| Extracted records |
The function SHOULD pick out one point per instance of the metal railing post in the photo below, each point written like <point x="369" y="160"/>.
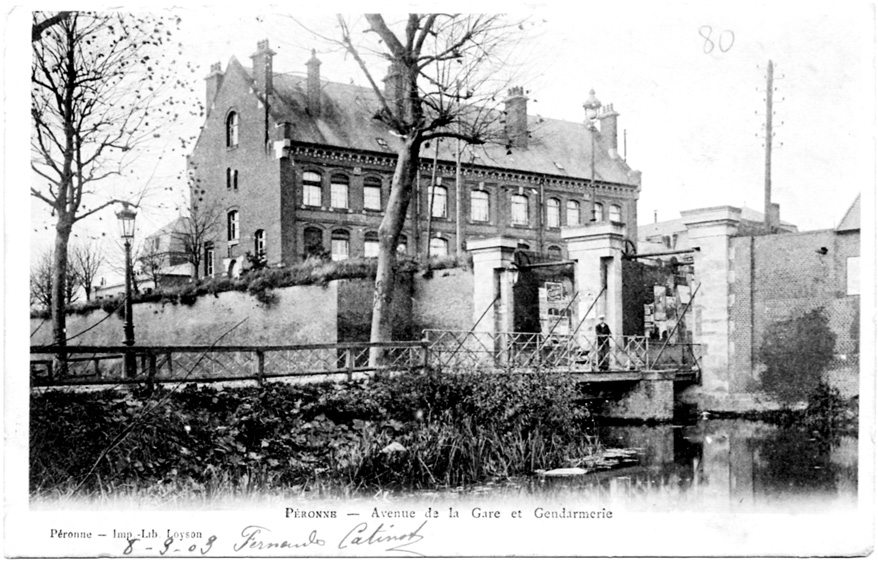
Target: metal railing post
<point x="425" y="354"/>
<point x="349" y="363"/>
<point x="260" y="367"/>
<point x="151" y="369"/>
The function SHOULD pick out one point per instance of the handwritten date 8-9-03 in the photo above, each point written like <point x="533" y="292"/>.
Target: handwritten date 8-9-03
<point x="170" y="546"/>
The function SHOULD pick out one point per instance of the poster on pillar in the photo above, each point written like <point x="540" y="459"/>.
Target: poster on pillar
<point x="659" y="293"/>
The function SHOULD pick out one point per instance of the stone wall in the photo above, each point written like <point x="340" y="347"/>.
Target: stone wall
<point x="782" y="277"/>
<point x="341" y="311"/>
<point x="444" y="302"/>
<point x="304" y="314"/>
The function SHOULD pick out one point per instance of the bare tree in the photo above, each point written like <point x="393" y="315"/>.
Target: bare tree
<point x="39" y="26"/>
<point x="101" y="89"/>
<point x="151" y="263"/>
<point x="41" y="282"/>
<point x="194" y="233"/>
<point x="442" y="83"/>
<point x="85" y="261"/>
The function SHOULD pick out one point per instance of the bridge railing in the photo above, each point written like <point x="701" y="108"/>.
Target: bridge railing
<point x="457" y="350"/>
<point x="105" y="365"/>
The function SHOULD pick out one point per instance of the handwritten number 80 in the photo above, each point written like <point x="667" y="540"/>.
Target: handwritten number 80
<point x="726" y="39"/>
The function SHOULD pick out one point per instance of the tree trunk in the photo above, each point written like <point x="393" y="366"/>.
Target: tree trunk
<point x="59" y="291"/>
<point x="388" y="238"/>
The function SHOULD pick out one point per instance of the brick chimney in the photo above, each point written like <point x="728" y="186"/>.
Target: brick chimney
<point x="516" y="118"/>
<point x="263" y="71"/>
<point x="609" y="130"/>
<point x="313" y="87"/>
<point x="393" y="87"/>
<point x="212" y="83"/>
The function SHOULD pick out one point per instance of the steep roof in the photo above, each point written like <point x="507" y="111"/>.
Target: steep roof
<point x="170" y="228"/>
<point x="556" y="148"/>
<point x="851" y="219"/>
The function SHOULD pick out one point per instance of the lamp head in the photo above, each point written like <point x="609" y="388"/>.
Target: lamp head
<point x="126" y="217"/>
<point x="592" y="105"/>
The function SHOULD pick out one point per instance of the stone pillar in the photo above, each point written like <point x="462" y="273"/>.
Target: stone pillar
<point x="492" y="277"/>
<point x="710" y="231"/>
<point x="650" y="399"/>
<point x="597" y="249"/>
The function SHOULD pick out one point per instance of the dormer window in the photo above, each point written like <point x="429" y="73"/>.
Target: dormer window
<point x="232" y="130"/>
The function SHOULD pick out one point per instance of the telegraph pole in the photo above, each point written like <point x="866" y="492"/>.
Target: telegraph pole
<point x="769" y="89"/>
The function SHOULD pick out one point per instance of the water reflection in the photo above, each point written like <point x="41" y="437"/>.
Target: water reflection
<point x="737" y="463"/>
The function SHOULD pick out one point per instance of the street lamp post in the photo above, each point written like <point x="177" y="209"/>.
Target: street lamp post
<point x="592" y="105"/>
<point x="126" y="218"/>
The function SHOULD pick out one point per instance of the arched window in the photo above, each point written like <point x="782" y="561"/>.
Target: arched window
<point x="208" y="259"/>
<point x="312" y="186"/>
<point x="313" y="238"/>
<point x="520" y="209"/>
<point x="338" y="191"/>
<point x="439" y="200"/>
<point x="372" y="193"/>
<point x="233" y="224"/>
<point x="553" y="213"/>
<point x="480" y="209"/>
<point x="259" y="243"/>
<point x="370" y="245"/>
<point x="438" y="247"/>
<point x="341" y="245"/>
<point x="232" y="129"/>
<point x="572" y="213"/>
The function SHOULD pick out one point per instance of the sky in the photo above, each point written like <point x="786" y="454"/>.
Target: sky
<point x="688" y="80"/>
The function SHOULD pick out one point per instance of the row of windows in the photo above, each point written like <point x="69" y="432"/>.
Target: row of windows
<point x="480" y="209"/>
<point x="339" y="189"/>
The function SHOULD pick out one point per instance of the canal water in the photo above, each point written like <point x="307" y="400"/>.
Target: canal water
<point x="726" y="464"/>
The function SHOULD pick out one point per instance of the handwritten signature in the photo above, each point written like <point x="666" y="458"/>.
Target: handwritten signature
<point x="257" y="537"/>
<point x="363" y="535"/>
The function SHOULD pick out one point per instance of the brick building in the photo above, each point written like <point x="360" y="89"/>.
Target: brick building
<point x="298" y="166"/>
<point x="749" y="284"/>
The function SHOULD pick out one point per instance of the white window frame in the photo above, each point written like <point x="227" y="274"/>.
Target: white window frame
<point x="233" y="225"/>
<point x="520" y="210"/>
<point x="259" y="242"/>
<point x="339" y="193"/>
<point x="574" y="212"/>
<point x="371" y="247"/>
<point x="553" y="213"/>
<point x="480" y="206"/>
<point x="372" y="197"/>
<point x="232" y="121"/>
<point x="312" y="189"/>
<point x="209" y="259"/>
<point x="340" y="246"/>
<point x="438" y="201"/>
<point x="438" y="247"/>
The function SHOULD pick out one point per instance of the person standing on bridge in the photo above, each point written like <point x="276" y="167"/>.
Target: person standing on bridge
<point x="603" y="341"/>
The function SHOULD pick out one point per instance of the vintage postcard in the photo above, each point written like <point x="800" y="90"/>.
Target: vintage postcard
<point x="476" y="281"/>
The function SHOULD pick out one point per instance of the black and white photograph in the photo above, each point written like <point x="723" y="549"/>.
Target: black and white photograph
<point x="476" y="280"/>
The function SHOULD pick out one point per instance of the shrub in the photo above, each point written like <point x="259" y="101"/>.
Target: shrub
<point x="447" y="430"/>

| To be done |
Without the pictures, print the records in full, exactly as they appear.

| Finished task |
The function SHOULD pick out one point per instance of the metal railing post in the photo below, each point written like <point x="369" y="160"/>.
Target: metal railing post
<point x="425" y="354"/>
<point x="349" y="363"/>
<point x="260" y="367"/>
<point x="151" y="369"/>
The function SHOULD pick out one point per instance of the handwritten date 8-9-03 in the photo above, each point written like <point x="533" y="292"/>.
Target: handwritten date 8-9-03
<point x="170" y="546"/>
The function SHOULD pick out one point per instance of the poster on pillar in the photo above, each point written like <point x="540" y="459"/>.
Target: poster on pillar
<point x="659" y="293"/>
The function SHOULD pick out one point per instance of the stone wall in the photo above, each point written like <point x="340" y="347"/>.
Target: stone wall
<point x="782" y="277"/>
<point x="341" y="311"/>
<point x="444" y="302"/>
<point x="304" y="314"/>
The function SHOULD pick out one point per instance of the bare tree in the photo above, each point written like <point x="393" y="315"/>.
Target: bare tree
<point x="39" y="26"/>
<point x="101" y="89"/>
<point x="151" y="263"/>
<point x="41" y="282"/>
<point x="194" y="233"/>
<point x="442" y="83"/>
<point x="85" y="261"/>
The function SHOULD pick out one point per instance of the bridge railing in the photo above, each point written like <point x="701" y="108"/>.
Target: bridge railing
<point x="457" y="350"/>
<point x="105" y="365"/>
The function SHOULD pick out one point per instance of the handwritten number 80 in the photo above, each point written like <point x="667" y="540"/>.
Target: handwritten number 80
<point x="726" y="39"/>
The function SHOULD pick out one point per instance of the tree trunk in the photo above, each point written like <point x="393" y="366"/>.
Target: tree trunk
<point x="59" y="291"/>
<point x="388" y="238"/>
The function SHOULD pick out one point per instance of the brick chimney in the photo above, each point written like <point x="728" y="186"/>.
Target: brick chimney
<point x="516" y="118"/>
<point x="263" y="71"/>
<point x="609" y="130"/>
<point x="313" y="87"/>
<point x="393" y="87"/>
<point x="212" y="83"/>
The function SHOULD pick out one point per instance of the steep roof in the photo above, each point written like <point x="507" y="111"/>.
Target: steep roof
<point x="170" y="228"/>
<point x="556" y="148"/>
<point x="851" y="219"/>
The function SHOULD pick out one point per instance of the lamp head in the photo above, each point written like <point x="609" y="388"/>.
Target: lamp head
<point x="126" y="217"/>
<point x="592" y="105"/>
The function SHOULD pick out one point per instance of the stone pillar in the photo above, each point written like <point x="462" y="273"/>.
Target: stone pillar
<point x="492" y="277"/>
<point x="710" y="231"/>
<point x="650" y="399"/>
<point x="597" y="249"/>
The function SHOULD pick out one point per instance of the dormer window in the photo above, each point written like <point x="429" y="73"/>.
Target: dormer window
<point x="232" y="130"/>
The function SHOULD pick out one point per instance of the telegraph pole in the photo above, each point written like <point x="866" y="492"/>.
Target: telegraph pole
<point x="769" y="89"/>
The function SHOULD pick out one point per instance of the water reflection in the photo above, each point written like <point x="41" y="437"/>.
Target: water reflection
<point x="737" y="463"/>
The function SHOULD pick out one point per instance of the street lamp post in the photo above, each point written like <point x="177" y="209"/>.
Target: street lamp post
<point x="592" y="105"/>
<point x="126" y="218"/>
The function SHOULD pick out one point per instance of the arched window in the photo above, each point written like <point x="782" y="561"/>.
Target: arched window
<point x="208" y="259"/>
<point x="312" y="186"/>
<point x="313" y="238"/>
<point x="520" y="209"/>
<point x="338" y="191"/>
<point x="439" y="200"/>
<point x="372" y="193"/>
<point x="233" y="224"/>
<point x="553" y="213"/>
<point x="480" y="209"/>
<point x="259" y="243"/>
<point x="370" y="245"/>
<point x="438" y="247"/>
<point x="341" y="245"/>
<point x="232" y="129"/>
<point x="572" y="213"/>
The function SHOULD pick out one point per instance of the sky in the photo above, each point written like <point x="786" y="454"/>.
Target: sky
<point x="688" y="80"/>
The function SHOULD pick out one point per instance of the row of windows in the photo above, each point written like <point x="69" y="432"/>.
Target: row of windows
<point x="480" y="209"/>
<point x="339" y="189"/>
The function SHOULD pick out one point per instance of the canal water in the photo above, each point written like <point x="307" y="400"/>.
Target: canal water
<point x="726" y="464"/>
The function SHOULD pick out one point per instance of the handwritten signature in the photo above, each point written like <point x="666" y="458"/>.
Target: handwritten signature
<point x="257" y="537"/>
<point x="363" y="535"/>
The function SHOULD pick out one point per instance of the brick building in the photo above, each point written like <point x="360" y="89"/>.
Target: brick building
<point x="298" y="166"/>
<point x="749" y="284"/>
The function SHOULD pick out one point per instance of the white window frame in the photo above, each point written like <point x="227" y="274"/>.
Target: white window frame
<point x="233" y="225"/>
<point x="520" y="210"/>
<point x="259" y="242"/>
<point x="339" y="193"/>
<point x="574" y="212"/>
<point x="371" y="247"/>
<point x="553" y="213"/>
<point x="480" y="206"/>
<point x="372" y="197"/>
<point x="232" y="121"/>
<point x="312" y="189"/>
<point x="209" y="259"/>
<point x="340" y="246"/>
<point x="438" y="201"/>
<point x="438" y="247"/>
The function SHOULD pick out one point per instance of the person standing on bridge in the photo above, each point written like <point x="276" y="167"/>.
Target: person standing on bridge
<point x="603" y="341"/>
The function SHOULD pick out one point per instance of the vintage postcard in the photo above, each point written like <point x="800" y="90"/>.
Target: vintage postcard
<point x="476" y="281"/>
The function SHOULD pick out one point per instance of the black and white photograph in the photo above, each point written like <point x="723" y="549"/>.
Target: black and white photograph
<point x="476" y="280"/>
The function SHOULD pick out one point per instance of the shrub in the photo above, each point written like <point x="259" y="101"/>.
Target: shrub
<point x="447" y="430"/>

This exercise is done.